Extract:

Whenever I and my parents were discussing paying for college, the relatively comfortable jobs that my parents had meant that I was going to be paying full price. Although, this was not something I rather liked there was an equity element to it that I always appreciated. At least, in theory, the ability for any student to receive a college education irrespective of their parents’ financial status was the great equalizer and it was just for colleges to prioritize lower-income students in their Financial Aid decisions. From such a perspective, a progressive increase in the payable tuition varying by net income made sense.
But this calculus changed when my mom lost her job.
My mother was an employee of United Airlines working on their web operations. When COVID-19 hit the airline industry hard, she lost her job along with so many others. Although she promptly found a job only a month after being laid off I noticed something that I felt was a kink in this system.
This is the Notre Dame Financial Aid Calculator. The difference in the scholarship (Disclaimer – Approximate) that I would receive if my mom’s job loss had been permanent and if she had found another one was close to $25000. Without revealing too many specifics, that is almost a third of what my mother would make at her new job, which seems to be a significant disincentive to work. Now my family’s case is quite irrelevant to prove my point and we should have to pay the fair share.

Work to complete: Write out the text on paying for college from "Whenever I and" to "income made sense.", switching "full price" to "sticker price".

[Dataset records]
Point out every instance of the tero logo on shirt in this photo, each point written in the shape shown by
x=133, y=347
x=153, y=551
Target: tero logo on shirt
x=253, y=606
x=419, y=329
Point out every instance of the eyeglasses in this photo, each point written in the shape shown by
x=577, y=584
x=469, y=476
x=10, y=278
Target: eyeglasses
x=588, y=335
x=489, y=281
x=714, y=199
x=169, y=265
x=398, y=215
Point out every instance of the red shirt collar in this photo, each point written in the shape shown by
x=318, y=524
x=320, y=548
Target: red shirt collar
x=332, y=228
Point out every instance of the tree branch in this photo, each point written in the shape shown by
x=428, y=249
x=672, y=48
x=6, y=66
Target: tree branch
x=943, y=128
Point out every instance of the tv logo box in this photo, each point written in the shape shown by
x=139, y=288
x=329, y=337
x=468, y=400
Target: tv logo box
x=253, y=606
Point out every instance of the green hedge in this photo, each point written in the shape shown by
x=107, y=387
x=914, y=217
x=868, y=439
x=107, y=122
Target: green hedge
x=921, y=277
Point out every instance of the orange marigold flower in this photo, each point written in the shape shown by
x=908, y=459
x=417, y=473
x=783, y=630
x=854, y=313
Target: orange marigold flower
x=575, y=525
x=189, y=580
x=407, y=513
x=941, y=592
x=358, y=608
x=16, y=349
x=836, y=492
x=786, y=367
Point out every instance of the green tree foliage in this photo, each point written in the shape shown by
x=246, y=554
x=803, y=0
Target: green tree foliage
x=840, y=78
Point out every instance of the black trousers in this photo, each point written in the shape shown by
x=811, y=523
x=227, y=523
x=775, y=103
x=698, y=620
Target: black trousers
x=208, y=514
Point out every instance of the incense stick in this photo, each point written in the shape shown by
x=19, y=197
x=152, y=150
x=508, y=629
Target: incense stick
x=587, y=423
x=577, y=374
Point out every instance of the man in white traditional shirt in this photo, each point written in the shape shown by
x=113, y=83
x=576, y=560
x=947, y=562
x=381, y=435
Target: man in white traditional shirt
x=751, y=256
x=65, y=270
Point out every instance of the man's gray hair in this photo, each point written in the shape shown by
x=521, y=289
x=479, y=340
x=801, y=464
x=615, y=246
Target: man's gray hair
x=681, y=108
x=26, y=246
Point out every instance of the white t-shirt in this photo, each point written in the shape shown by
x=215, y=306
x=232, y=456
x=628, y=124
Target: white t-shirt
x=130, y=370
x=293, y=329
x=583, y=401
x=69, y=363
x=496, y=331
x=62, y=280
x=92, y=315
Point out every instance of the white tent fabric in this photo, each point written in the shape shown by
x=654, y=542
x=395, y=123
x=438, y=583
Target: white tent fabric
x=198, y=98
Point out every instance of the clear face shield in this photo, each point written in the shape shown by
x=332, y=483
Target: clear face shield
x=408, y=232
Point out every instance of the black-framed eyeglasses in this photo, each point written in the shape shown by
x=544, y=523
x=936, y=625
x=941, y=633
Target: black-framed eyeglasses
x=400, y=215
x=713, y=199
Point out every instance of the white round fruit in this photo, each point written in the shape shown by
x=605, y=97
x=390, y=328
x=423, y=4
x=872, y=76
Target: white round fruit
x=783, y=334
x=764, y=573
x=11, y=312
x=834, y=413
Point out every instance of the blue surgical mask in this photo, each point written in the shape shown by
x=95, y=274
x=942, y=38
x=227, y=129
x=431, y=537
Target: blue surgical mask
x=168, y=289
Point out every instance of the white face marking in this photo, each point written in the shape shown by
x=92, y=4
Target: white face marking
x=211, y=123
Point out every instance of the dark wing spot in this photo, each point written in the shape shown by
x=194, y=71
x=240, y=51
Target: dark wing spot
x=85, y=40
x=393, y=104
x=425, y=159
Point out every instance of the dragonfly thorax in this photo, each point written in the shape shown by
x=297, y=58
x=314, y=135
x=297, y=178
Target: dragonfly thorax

Solution for this problem:
Whenever I and my parents were discussing paying for college, the relatively comfortable jobs that my parents had meant that I was going to be paying sticker price. Although, this was not something I rather liked there was an equity element to it that I always appreciated. At least, in theory, the ability for any student to receive a college education irrespective of their parents’ financial status was the great equalizer and it was just for colleges to prioritize lower-income students in their Financial Aid decisions. From such a perspective, a progressive increase in the payable tuition varying by net income made sense.